= ASSIGNED TASK =
Each entry, from beginning to end, is to be transcribed verbatim.

Dataset entries

╔══

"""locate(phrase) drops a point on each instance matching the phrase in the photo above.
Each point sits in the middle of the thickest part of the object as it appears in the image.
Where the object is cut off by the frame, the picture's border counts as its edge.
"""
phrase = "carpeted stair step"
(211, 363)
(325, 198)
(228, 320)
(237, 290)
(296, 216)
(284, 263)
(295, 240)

╚══

= TASK ANSWER =
"""locate(phrase) drops a point on each instance matching the phrase in the photo above.
Each point sits in the middle of the thickest part of the object as it appears in the image.
Where the object is cut off by the frame, the picture's border counts as its edge.
"""
phrase = "carpeted stair step"
(211, 363)
(325, 198)
(228, 320)
(237, 290)
(296, 216)
(284, 263)
(295, 240)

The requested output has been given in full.